- **Extracted data**:
--- start ---
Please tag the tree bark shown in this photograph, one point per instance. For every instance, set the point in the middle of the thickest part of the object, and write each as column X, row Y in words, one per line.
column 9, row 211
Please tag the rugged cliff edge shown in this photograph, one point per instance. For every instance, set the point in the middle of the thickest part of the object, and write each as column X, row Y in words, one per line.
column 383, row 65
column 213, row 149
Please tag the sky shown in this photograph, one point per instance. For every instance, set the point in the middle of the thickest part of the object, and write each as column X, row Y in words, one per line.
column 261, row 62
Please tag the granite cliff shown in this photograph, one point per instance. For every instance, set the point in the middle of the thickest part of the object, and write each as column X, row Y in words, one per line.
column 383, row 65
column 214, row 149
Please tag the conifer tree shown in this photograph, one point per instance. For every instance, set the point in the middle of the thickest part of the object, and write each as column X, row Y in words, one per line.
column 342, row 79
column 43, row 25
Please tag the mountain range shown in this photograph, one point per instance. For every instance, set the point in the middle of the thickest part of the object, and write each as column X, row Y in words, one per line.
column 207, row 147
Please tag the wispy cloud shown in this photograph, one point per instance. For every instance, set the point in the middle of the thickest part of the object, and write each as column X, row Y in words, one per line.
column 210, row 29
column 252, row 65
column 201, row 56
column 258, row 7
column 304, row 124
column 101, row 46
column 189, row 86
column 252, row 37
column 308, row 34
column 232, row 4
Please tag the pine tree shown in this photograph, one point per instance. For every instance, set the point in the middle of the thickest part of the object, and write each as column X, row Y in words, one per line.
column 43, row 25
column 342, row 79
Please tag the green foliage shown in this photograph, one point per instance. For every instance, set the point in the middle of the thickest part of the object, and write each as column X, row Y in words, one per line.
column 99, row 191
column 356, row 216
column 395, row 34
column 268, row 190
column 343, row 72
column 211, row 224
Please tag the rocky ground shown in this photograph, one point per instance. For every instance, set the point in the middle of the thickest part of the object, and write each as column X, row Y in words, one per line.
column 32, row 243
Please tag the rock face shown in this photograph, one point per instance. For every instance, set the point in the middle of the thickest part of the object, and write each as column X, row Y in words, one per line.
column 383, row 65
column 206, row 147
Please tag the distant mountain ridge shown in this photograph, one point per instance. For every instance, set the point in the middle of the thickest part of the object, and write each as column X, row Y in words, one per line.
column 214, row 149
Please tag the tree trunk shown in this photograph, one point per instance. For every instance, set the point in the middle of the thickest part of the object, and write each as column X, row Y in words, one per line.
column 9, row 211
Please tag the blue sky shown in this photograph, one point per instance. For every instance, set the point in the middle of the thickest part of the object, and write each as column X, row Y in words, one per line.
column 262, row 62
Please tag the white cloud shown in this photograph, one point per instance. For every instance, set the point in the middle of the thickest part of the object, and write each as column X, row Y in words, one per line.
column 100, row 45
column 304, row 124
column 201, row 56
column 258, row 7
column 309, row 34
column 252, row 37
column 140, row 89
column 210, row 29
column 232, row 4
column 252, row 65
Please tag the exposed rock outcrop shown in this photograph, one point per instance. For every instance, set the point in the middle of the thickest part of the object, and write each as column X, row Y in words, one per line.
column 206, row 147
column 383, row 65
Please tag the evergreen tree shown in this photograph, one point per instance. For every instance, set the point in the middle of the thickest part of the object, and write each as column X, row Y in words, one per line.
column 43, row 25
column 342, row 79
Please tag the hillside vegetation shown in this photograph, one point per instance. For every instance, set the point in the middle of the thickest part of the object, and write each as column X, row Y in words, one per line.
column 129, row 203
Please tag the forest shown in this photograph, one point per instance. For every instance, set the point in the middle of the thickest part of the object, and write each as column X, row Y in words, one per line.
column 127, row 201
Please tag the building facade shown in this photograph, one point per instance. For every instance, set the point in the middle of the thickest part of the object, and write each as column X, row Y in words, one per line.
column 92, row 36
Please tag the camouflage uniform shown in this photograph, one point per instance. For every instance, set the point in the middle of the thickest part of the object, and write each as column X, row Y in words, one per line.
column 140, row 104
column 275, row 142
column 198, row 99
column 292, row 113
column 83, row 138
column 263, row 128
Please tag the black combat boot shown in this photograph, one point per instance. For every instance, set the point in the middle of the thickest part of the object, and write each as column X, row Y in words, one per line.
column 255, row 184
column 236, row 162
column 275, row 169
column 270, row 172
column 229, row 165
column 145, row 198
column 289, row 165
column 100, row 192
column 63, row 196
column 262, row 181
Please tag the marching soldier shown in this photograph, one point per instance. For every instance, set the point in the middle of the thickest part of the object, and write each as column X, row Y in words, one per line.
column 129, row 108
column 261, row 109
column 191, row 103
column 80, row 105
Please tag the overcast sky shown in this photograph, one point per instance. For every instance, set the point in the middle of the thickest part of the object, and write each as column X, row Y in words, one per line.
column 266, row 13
--- end ---
- **What the task requires**: Convert the material above into a two-column CSV with the headers label_text and coordinates. Give one row for each line that begins with "Please tag". Put that line in label_text and the coordinate lines that follow it in coordinates, with each field in double quotes and any line breaks replaced by spaces.

- **Output below**:
label_text,coordinates
"Please tag the tree bark shown in this photograph, one point per instance. For every instance, set the point in the middle of the thickest part of the object, and write each as column X, row Y in words, one per line.","column 9, row 211"
"Please tag the rugged cliff edge shown in this photograph, one point per instance. For every instance, set the point in the middle of the thickest part of the object, and write each as column X, row Y in words, one per line.","column 383, row 65 column 213, row 149"
"Please tag the sky shown in this photograph, one point per instance. For every instance, set the point in the middle of the thickest part of the object, and write each as column X, row Y in words, one per line.","column 261, row 62"
"Please tag the granite cliff shown in this photograph, one point per instance. For every instance, set the point in the middle of the thickest part of the object, and write each as column X, row Y in words, one per line.","column 383, row 65 column 214, row 149"
"Please tag the conifer tree shown in this photograph, one point per instance. For every instance, set the point in the middle of the thickest part of the object, and write each as column X, row Y in words, one per line.","column 342, row 79 column 43, row 25"
"Please tag the mountain range shown in this photograph, one point per instance. For every instance, set the point in the middle of the thickest part of the object, and write each as column X, row Y in words, one per line.","column 207, row 147"
"Please tag the wispy cloud shown in this photograph, one point per instance. For every instance, set the point in the middle of the thickest part of the object, and write each as column X, row Y in words, one per line.","column 210, row 29 column 252, row 65 column 201, row 56 column 258, row 7 column 304, row 124 column 101, row 46 column 189, row 86 column 252, row 37 column 308, row 34 column 232, row 4"
"Please tag the pine tree shown in this photograph, one point per instance. For every instance, set the point in the middle of the thickest part of the object, and write each as column X, row Y in words, one per line.","column 43, row 25 column 342, row 79"
"Please tag the green foliage shown in this photograph, one point per instance. For every instance, set the point in the middle of the thickest part of the object, and write each as column X, row Y in words, one per line.","column 99, row 191 column 356, row 216 column 395, row 34 column 268, row 190 column 343, row 72 column 211, row 224"
"Please tag the rocky ground shown in this photograph, one point per instance. For every instance, set the point in the middle of the thickest part of the object, and write each as column X, row Y in words, one per line.","column 32, row 243"
"Please tag the rock face shown in this photograph, one point per instance. For every instance, set the point in the middle of the thickest part of the object, and write each as column X, row Y in words, one per line.","column 383, row 65 column 206, row 147"
"Please tag the distant mountain ridge shown in this photograph, one point per instance. For every instance, set the point in the middle of the thickest part of the object, and write each as column X, row Y in words, one per line.","column 214, row 149"
"Please tag the tree trunk shown in this photograph, one point per instance. For every instance, set the point in the middle of the thickest part of the object, and write each as column X, row Y in words, one per line.","column 9, row 211"
"Please tag the blue sky shown in this photograph, one point per instance. For every instance, set the point in the middle of the thickest part of the object, and write each as column X, row Y in words, one per line.","column 262, row 62"
"Please tag the white cloud shown in this photograph, one point per instance. For every instance, set the point in the middle of the thickest part of the object, and write each as column X, row Y in words, one per line.","column 100, row 45 column 304, row 124 column 201, row 56 column 258, row 7 column 309, row 34 column 252, row 37 column 140, row 89 column 210, row 29 column 232, row 4 column 252, row 65"
"Please tag the exposed rock outcrop shown in this photograph, one point per instance. For every instance, set the point in the middle of the thickest part of the object, and write each as column X, row Y in words, one per line.","column 206, row 147 column 383, row 65"
"Please tag the evergreen tree shown in this photograph, one point per instance. For every instance, set the point in the middle of the thickest part of the object, and write each as column X, row Y in words, one per line.","column 43, row 25 column 342, row 79"
"Please tag the hillside vegetation shown in this photograph, one point per instance. For every instance, set the point in the middle of the thickest part of the object, and write each as column X, row Y in words, one per line.","column 129, row 203"
"Please tag the forest shown in this photograph, one point per instance. For every instance, set the point in the middle of the thickest part of the object, and write each as column X, row Y in words, one per line.","column 127, row 201"
"Please tag the building facade shown in this photograph, one point per instance. For every instance, set the point in the middle of the thickest part of the object, and write each as column X, row Y in words, one per line.","column 92, row 36"
"Please tag the camouflage uniform shown in this photograph, one point per instance. For every instance, set the point in the middle of the thickest part of the object, and write each as column X, row Y in words, one per line.","column 140, row 104 column 275, row 142 column 198, row 99 column 292, row 113 column 83, row 138 column 263, row 128"
"Please tag the black combat boot shown in this photograph, one point per instance. For every instance, set the point in the middle of the thickest part of the object, and write each as column X, row Y in words, one per line.","column 255, row 184 column 236, row 162 column 275, row 169 column 270, row 172 column 229, row 165 column 145, row 198 column 289, row 165 column 100, row 192 column 63, row 196 column 262, row 181"
"Please tag the marching soldier shown in this photograph, one point per instance. For every instance, set the point in the middle of the thickest part of the object, and write each as column X, row Y in words, one per line.","column 129, row 108 column 261, row 109 column 191, row 103 column 80, row 105"
"Please tag the overcast sky shown in this photograph, one point per instance. For every instance, set the point in the middle of the thickest part of the object, and write each as column X, row Y in words, one per line.","column 266, row 13"